Exercise instructions:
Render the rows from the line containing "# point at: small" through the line containing "Target: small pine cone", both ends included, as a numbered list, leaving out any blank lines.

--- begin ---

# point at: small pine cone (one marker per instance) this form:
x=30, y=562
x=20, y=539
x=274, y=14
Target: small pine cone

--- end ---
--- begin ---

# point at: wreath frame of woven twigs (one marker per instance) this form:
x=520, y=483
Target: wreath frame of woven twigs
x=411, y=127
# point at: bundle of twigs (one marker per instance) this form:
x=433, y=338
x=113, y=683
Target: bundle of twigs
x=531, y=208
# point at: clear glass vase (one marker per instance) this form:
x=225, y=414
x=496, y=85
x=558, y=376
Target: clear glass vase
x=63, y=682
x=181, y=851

--- end ---

Completed exercise:
1. # point at: small pine cone (one marker per instance) this form:
2. x=30, y=562
3. x=20, y=539
4. x=274, y=14
5. Target: small pine cone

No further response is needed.